→ **Work required**:
Extract every line of the material that contains the word "microphone" and list those lines.
begin Supplied data
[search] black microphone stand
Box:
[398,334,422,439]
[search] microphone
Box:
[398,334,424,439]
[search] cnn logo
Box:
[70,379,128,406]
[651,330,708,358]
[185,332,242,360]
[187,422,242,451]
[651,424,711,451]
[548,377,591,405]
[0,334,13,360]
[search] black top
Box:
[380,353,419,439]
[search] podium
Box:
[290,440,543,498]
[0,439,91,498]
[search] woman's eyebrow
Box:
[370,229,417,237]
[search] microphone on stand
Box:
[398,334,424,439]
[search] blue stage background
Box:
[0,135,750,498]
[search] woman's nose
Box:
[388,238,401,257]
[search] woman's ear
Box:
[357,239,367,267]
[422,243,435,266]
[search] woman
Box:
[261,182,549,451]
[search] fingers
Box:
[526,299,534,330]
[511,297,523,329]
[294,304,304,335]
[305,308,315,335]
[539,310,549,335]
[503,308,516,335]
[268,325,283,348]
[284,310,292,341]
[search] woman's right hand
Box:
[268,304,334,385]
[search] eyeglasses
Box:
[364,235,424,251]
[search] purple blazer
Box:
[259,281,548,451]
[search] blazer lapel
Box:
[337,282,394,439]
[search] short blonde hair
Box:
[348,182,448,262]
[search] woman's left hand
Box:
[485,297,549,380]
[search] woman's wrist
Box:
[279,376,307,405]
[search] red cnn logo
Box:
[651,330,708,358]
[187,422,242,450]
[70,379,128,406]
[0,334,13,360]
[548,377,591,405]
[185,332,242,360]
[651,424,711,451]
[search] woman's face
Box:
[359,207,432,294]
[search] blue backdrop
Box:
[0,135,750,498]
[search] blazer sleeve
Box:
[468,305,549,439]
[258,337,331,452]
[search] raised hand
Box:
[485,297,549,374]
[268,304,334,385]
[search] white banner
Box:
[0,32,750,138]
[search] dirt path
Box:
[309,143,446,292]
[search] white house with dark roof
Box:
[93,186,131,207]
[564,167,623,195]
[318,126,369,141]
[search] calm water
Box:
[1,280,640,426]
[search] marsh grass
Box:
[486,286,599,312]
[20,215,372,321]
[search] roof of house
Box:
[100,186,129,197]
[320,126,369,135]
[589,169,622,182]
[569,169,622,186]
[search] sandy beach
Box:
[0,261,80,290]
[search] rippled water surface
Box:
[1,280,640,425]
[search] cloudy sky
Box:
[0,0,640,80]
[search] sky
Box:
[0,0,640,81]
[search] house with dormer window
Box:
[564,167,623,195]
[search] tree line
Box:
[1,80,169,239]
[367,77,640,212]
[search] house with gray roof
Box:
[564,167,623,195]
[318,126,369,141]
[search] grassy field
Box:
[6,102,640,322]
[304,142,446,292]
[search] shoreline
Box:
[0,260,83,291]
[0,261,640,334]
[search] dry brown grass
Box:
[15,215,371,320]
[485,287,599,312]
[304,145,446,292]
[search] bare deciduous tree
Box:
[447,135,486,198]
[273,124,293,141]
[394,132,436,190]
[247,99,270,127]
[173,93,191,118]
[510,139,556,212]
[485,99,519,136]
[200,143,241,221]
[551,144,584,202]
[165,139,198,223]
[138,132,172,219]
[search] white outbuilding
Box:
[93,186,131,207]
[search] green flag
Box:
end Supplied data
→ **The answer**:
[search] black microphone stand
[search] microphone
[search] microphone on stand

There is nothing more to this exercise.